▶ [WHAT THE TASK REQUIRES]
For this exercise, transcribe all of the entries exactly.

▶ [Dataset records]
= = = = = = =
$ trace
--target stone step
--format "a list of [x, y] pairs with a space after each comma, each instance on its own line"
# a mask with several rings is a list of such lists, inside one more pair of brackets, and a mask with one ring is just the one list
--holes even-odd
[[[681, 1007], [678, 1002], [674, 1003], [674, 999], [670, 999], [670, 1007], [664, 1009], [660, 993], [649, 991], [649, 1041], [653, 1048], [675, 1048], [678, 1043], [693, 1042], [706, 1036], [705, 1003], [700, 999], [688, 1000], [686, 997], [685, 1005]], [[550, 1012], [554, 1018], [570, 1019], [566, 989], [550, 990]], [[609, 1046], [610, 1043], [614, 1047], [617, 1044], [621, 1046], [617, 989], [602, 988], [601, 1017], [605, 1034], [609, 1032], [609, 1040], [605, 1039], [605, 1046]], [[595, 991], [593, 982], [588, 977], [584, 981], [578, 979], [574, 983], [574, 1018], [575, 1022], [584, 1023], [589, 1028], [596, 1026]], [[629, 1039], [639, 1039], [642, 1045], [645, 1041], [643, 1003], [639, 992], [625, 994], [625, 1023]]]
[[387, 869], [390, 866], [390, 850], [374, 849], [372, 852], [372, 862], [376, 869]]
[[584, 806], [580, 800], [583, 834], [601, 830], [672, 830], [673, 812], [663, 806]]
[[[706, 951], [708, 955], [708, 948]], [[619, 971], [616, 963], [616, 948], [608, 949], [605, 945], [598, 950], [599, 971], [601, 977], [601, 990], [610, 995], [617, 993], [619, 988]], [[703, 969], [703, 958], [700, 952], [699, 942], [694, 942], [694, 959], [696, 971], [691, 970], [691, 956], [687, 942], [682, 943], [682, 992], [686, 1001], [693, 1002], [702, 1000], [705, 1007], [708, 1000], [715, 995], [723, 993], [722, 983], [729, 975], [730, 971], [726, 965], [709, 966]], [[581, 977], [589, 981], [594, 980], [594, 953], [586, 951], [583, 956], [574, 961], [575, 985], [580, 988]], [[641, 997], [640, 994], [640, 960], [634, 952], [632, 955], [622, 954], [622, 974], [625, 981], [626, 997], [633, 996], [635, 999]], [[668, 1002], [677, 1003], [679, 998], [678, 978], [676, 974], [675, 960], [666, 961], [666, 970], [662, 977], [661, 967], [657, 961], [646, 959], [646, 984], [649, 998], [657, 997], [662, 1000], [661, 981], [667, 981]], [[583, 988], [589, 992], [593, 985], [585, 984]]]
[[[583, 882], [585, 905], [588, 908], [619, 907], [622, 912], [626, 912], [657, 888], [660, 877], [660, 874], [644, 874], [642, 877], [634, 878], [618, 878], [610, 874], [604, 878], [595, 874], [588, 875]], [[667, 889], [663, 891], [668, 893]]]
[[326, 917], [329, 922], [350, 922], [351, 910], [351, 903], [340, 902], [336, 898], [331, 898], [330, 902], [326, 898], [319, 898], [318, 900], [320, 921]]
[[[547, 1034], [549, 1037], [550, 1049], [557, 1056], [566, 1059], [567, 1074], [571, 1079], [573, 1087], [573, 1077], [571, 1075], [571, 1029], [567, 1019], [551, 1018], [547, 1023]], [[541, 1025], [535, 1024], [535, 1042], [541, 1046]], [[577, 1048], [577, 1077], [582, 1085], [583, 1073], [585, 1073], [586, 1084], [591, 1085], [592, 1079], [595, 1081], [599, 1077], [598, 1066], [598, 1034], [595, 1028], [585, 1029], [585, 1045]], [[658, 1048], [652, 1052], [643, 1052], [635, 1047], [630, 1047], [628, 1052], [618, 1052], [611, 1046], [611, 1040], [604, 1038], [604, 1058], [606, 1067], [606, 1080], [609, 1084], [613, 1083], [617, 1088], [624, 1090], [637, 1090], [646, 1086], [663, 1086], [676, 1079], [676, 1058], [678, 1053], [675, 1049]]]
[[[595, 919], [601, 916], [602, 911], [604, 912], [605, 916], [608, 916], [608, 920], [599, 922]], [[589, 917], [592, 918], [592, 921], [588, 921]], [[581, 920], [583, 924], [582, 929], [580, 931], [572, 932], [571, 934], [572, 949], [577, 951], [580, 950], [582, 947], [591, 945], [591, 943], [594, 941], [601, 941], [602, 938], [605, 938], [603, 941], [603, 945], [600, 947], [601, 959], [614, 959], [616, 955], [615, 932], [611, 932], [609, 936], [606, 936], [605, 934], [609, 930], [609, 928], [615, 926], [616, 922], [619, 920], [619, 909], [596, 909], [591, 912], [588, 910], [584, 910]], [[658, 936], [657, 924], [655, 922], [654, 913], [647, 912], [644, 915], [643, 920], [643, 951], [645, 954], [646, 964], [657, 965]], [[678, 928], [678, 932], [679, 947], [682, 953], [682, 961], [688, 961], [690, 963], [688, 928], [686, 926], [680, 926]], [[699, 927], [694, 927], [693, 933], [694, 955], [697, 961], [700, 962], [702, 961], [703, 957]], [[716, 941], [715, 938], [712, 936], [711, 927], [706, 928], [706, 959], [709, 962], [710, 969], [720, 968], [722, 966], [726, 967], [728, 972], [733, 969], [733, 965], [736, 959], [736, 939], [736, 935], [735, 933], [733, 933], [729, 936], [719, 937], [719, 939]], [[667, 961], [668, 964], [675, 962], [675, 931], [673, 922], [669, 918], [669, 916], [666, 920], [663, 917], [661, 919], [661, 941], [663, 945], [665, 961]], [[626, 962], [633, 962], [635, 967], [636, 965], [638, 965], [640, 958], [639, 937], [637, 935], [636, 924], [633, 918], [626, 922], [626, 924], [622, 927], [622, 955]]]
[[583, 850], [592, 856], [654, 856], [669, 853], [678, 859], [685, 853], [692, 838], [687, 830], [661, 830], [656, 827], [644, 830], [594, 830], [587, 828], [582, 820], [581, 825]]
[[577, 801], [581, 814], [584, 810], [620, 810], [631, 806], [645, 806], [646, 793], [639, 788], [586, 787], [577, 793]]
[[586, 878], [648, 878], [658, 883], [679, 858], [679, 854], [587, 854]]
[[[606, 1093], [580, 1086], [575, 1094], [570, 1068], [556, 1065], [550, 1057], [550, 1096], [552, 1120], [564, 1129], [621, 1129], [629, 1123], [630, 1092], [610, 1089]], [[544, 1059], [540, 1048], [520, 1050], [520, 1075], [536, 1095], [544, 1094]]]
= = = = = = =
▶ [WRITTEN REPLY]
$ trace
--target stone step
--format "a list of [x, y] pairs with a space after each comma, each instance on its own line"
# a mask with several rings is a list of such lists, inside one more pair of brackets, and a mask with one ring is just the one list
--holes even-odd
[[[681, 1007], [678, 1002], [674, 1003], [674, 999], [670, 999], [670, 1007], [664, 1009], [660, 993], [649, 991], [649, 1041], [653, 1048], [675, 1048], [678, 1043], [693, 1042], [706, 1036], [705, 1003], [700, 999], [688, 1000], [686, 997], [685, 1005]], [[550, 1012], [554, 1018], [570, 1019], [566, 989], [550, 990]], [[609, 1046], [610, 1043], [614, 1047], [617, 1044], [621, 1046], [617, 989], [602, 988], [601, 1017], [605, 1034], [609, 1032], [609, 1040], [605, 1039], [605, 1046]], [[595, 991], [593, 982], [588, 977], [584, 981], [578, 979], [574, 983], [574, 1018], [575, 1022], [584, 1023], [589, 1028], [596, 1026]], [[629, 1039], [639, 1039], [642, 1045], [645, 1041], [643, 1003], [639, 992], [625, 994], [625, 1023]]]
[[387, 869], [390, 866], [390, 850], [374, 849], [372, 852], [372, 862], [376, 869]]
[[584, 806], [580, 800], [583, 834], [601, 830], [672, 830], [673, 812], [663, 806]]
[[[706, 951], [708, 955], [708, 948]], [[619, 971], [616, 963], [616, 948], [608, 949], [605, 945], [598, 950], [599, 971], [601, 977], [601, 990], [610, 995], [617, 993], [619, 988]], [[703, 969], [703, 958], [700, 952], [699, 942], [694, 942], [694, 959], [696, 971], [691, 970], [691, 956], [687, 942], [682, 943], [682, 992], [686, 1001], [693, 1002], [702, 1000], [705, 1007], [708, 1000], [715, 995], [723, 993], [722, 983], [729, 975], [730, 971], [726, 965], [709, 966]], [[581, 977], [589, 981], [594, 980], [594, 953], [586, 951], [583, 956], [574, 961], [575, 985], [580, 988]], [[641, 997], [640, 994], [640, 960], [634, 952], [632, 955], [622, 954], [622, 974], [625, 981], [626, 997], [633, 996], [635, 999]], [[668, 1002], [677, 1003], [679, 998], [678, 978], [676, 974], [675, 960], [666, 961], [666, 970], [662, 977], [661, 967], [657, 961], [646, 959], [646, 984], [649, 998], [657, 997], [662, 1000], [661, 981], [667, 981]], [[583, 988], [589, 992], [593, 985], [585, 984]]]
[[[583, 882], [585, 905], [588, 908], [619, 907], [622, 912], [626, 912], [657, 888], [660, 877], [660, 874], [644, 874], [642, 877], [634, 878], [618, 878], [610, 874], [604, 878], [595, 874], [588, 875]], [[667, 889], [663, 891], [668, 893]]]
[[326, 917], [329, 922], [350, 922], [351, 910], [351, 903], [340, 902], [336, 898], [331, 898], [330, 902], [326, 898], [319, 898], [318, 900], [320, 921]]
[[[547, 1034], [549, 1037], [550, 1049], [557, 1056], [566, 1059], [567, 1074], [571, 1079], [573, 1087], [573, 1077], [571, 1075], [571, 1029], [567, 1019], [551, 1018], [547, 1023]], [[541, 1025], [535, 1024], [535, 1042], [541, 1046]], [[577, 1048], [577, 1077], [582, 1085], [583, 1073], [585, 1073], [586, 1084], [591, 1085], [592, 1079], [595, 1081], [599, 1077], [598, 1066], [598, 1034], [595, 1028], [585, 1029], [585, 1045]], [[658, 1048], [652, 1052], [643, 1052], [635, 1047], [630, 1047], [628, 1052], [618, 1052], [611, 1046], [611, 1040], [604, 1038], [604, 1058], [606, 1067], [606, 1080], [609, 1084], [613, 1083], [617, 1088], [624, 1090], [637, 1090], [646, 1086], [663, 1086], [676, 1079], [676, 1058], [678, 1053], [675, 1049]]]
[[[595, 919], [601, 916], [602, 911], [604, 912], [605, 916], [608, 916], [608, 920], [599, 922]], [[589, 917], [592, 918], [592, 921], [588, 921]], [[581, 920], [583, 924], [582, 929], [580, 931], [572, 932], [571, 934], [572, 949], [577, 951], [580, 950], [582, 947], [591, 945], [591, 943], [594, 941], [601, 941], [602, 938], [605, 938], [603, 941], [603, 945], [600, 947], [601, 959], [614, 959], [616, 955], [615, 932], [611, 932], [609, 936], [606, 936], [605, 934], [609, 930], [609, 928], [615, 926], [616, 922], [619, 920], [619, 909], [596, 909], [591, 912], [588, 910], [584, 910]], [[658, 936], [657, 924], [655, 922], [654, 913], [647, 912], [644, 915], [643, 920], [643, 951], [645, 954], [646, 964], [657, 965]], [[678, 928], [678, 932], [679, 947], [682, 953], [682, 961], [688, 961], [690, 963], [688, 928], [686, 926], [680, 926]], [[699, 927], [694, 927], [693, 933], [694, 955], [697, 961], [700, 962], [702, 961], [703, 957]], [[716, 941], [715, 938], [712, 936], [711, 927], [706, 928], [706, 959], [709, 962], [710, 969], [720, 968], [722, 966], [726, 967], [728, 972], [733, 969], [733, 965], [736, 959], [736, 939], [736, 935], [735, 933], [733, 933], [729, 936], [719, 937], [719, 939]], [[667, 961], [668, 964], [675, 962], [675, 931], [673, 922], [669, 918], [669, 916], [666, 920], [663, 917], [661, 919], [661, 941], [663, 945], [665, 961]], [[626, 962], [633, 962], [635, 967], [636, 965], [638, 965], [640, 958], [639, 937], [637, 935], [636, 924], [633, 918], [626, 922], [626, 924], [622, 927], [622, 955]]]
[[583, 850], [592, 856], [654, 856], [669, 853], [678, 859], [685, 853], [692, 838], [687, 830], [661, 830], [656, 827], [644, 830], [594, 830], [587, 828], [582, 820], [581, 825]]
[[577, 801], [581, 814], [584, 810], [620, 810], [631, 806], [645, 806], [646, 793], [639, 788], [586, 787], [577, 793]]
[[586, 878], [648, 878], [658, 883], [679, 858], [679, 854], [587, 854]]
[[[606, 1093], [580, 1086], [575, 1094], [570, 1068], [556, 1065], [550, 1057], [550, 1096], [552, 1120], [564, 1129], [621, 1129], [629, 1123], [630, 1092], [610, 1089]], [[544, 1059], [540, 1048], [520, 1050], [520, 1075], [536, 1095], [544, 1094]]]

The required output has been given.